• **TASK TO COMPLETE**: Copy the records below exactly as they are written.

★ ★ ★ ★ ★

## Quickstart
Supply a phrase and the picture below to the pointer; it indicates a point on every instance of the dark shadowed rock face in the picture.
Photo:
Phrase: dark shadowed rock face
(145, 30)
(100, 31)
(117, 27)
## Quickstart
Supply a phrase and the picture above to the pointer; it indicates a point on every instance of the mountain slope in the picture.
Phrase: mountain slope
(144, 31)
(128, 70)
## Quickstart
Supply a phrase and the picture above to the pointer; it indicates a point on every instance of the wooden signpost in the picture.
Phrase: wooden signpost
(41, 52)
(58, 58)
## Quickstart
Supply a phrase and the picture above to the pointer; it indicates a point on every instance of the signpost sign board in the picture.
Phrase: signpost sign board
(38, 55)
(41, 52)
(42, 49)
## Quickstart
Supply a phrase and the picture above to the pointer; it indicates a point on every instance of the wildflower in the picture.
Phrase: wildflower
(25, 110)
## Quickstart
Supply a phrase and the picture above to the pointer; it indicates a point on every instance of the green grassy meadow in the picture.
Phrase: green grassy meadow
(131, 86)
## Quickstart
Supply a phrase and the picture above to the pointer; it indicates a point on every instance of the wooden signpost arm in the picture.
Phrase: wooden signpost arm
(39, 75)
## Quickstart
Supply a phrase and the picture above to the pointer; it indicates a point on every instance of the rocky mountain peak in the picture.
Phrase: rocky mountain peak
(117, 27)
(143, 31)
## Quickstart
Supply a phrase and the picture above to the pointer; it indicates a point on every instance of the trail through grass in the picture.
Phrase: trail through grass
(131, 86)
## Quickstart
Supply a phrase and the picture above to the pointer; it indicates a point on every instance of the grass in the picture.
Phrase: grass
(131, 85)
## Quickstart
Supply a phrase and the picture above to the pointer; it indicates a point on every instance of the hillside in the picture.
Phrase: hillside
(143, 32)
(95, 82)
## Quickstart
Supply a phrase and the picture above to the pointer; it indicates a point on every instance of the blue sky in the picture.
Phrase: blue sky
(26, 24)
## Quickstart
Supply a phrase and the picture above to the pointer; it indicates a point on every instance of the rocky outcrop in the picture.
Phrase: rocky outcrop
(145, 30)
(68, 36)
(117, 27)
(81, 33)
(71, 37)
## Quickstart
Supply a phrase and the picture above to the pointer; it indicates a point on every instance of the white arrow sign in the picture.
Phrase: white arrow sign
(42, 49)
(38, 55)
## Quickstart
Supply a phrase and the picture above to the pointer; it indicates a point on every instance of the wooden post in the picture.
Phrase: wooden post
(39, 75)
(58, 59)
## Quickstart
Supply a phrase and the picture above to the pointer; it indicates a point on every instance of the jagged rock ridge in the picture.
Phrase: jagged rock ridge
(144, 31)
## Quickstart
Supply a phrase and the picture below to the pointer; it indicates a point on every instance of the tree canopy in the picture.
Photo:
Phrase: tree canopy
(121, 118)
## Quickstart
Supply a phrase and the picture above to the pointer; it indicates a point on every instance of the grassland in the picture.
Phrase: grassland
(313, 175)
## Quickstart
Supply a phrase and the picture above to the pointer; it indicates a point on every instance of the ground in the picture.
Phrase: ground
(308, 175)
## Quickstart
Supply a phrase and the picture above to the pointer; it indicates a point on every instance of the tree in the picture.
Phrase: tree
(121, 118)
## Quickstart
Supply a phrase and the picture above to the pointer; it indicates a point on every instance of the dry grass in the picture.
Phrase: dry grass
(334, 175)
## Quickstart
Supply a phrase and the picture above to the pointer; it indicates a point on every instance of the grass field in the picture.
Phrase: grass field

★ ★ ★ ★ ★

• **RESULT**:
## Quickstart
Supply a phrase and the picture below to the pointer; it indicates a point on every instance of the dark shadowed rock face in the picture.
Photo:
Phrase: dark shadowed rock face
(145, 30)
(100, 31)
(117, 27)
## Quickstart
Supply a phrase and the picture above to the pointer; it indicates a point on every instance of the mountain slope in the picture.
Phrase: mountain slope
(144, 31)
(128, 70)
## Quickstart
Supply a phrase and the picture above to the pointer; it indicates a point on every instance of the wooden signpost in the picture.
Phrase: wooden signpost
(41, 52)
(58, 58)
## Quickstart
Supply a phrase and the picture above to the pointer; it indicates a point on every instance of the signpost sign board in the picture.
Phrase: signpost sign board
(38, 55)
(41, 52)
(42, 49)
## Quickstart
Supply a phrase and the picture above to the pointer; it indicates a point on every instance of the wildflower in the picture.
Phrase: wildflower
(25, 110)
## Quickstart
Supply a phrase and the picture above to the pointer; it indicates a point on every instance of the green grassy meadow in the picture.
Phrase: green grassy meadow
(131, 86)
## Quickstart
Supply a phrase and the picture above to the pointer; it indicates a point on every instance of the wooden signpost arm in the picture.
Phrase: wooden signpost arm
(39, 75)
## Quickstart
Supply a phrase and the picture above to the pointer; it indicates a point on every instance of the rocky mountain peak in the picture.
Phrase: rocky mountain peak
(117, 27)
(143, 31)
## Quickstart
Supply a phrase and the picture above to the pointer; it indicates a point on every instance of the trail through grass in the picture.
Phrase: trail through grass
(131, 86)
## Quickstart
Supply a phrase and the picture above to the pointer; it indicates a point on every instance of the grass in the picture.
Phrase: grass
(131, 85)
## Quickstart
Supply a phrase and the picture above to the pointer; it indicates a point on every instance of the hillside in the picture.
Phrase: hillside
(143, 32)
(95, 82)
## Quickstart
Supply a phrase and the picture above to the pointer; it indicates a point on every instance of the blue sky in the picture.
Phrase: blue sky
(26, 24)
## Quickstart
Supply a phrase and the picture above to the pointer; it indicates a point on every instance of the rocky outcrop in the picture.
Phrase: rocky outcrop
(145, 30)
(68, 36)
(117, 27)
(81, 33)
(71, 37)
## Quickstart
Supply a phrase and the picture above to the pointer; it indicates a point on every instance of the white arrow sign in the picture.
Phrase: white arrow sign
(42, 49)
(38, 55)
## Quickstart
Supply a phrase and the picture above to the pointer; it indicates a point on every instance of the wooden post in the picture.
Phrase: wooden post
(39, 75)
(58, 59)
## Quickstart
Supply a phrase and the picture above to the pointer; it indicates a point on every instance of the jagged rock ridge in the picture.
Phrase: jagged rock ridge
(144, 31)
## Quickstart
Supply a phrase and the picture below to the pointer; it indicates a point on every instance of the tree canopy in the picture.
Photo:
Phrase: tree canopy
(121, 118)
## Quickstart
Supply a phrase and the picture above to the pointer; it indicates a point on every instance of the grassland in the picture.
Phrase: grassland
(313, 175)
## Quickstart
Supply a phrase and the picture above to the pointer; it indicates a point on every instance of the ground in the picture.
Phrase: ground
(308, 175)
## Quickstart
Supply a phrase and the picture above to the pointer; it indicates a point on every instance of the tree in the picture.
Phrase: tree
(121, 118)
## Quickstart
Supply a phrase and the picture above to the pointer; it indicates a point on every instance of the dry grass in the picture.
Phrase: dry grass
(334, 175)
## Quickstart
Supply a phrase and the picture above to the pointer; it indicates a point on every instance of the grass field in the picture.
Phrase: grass field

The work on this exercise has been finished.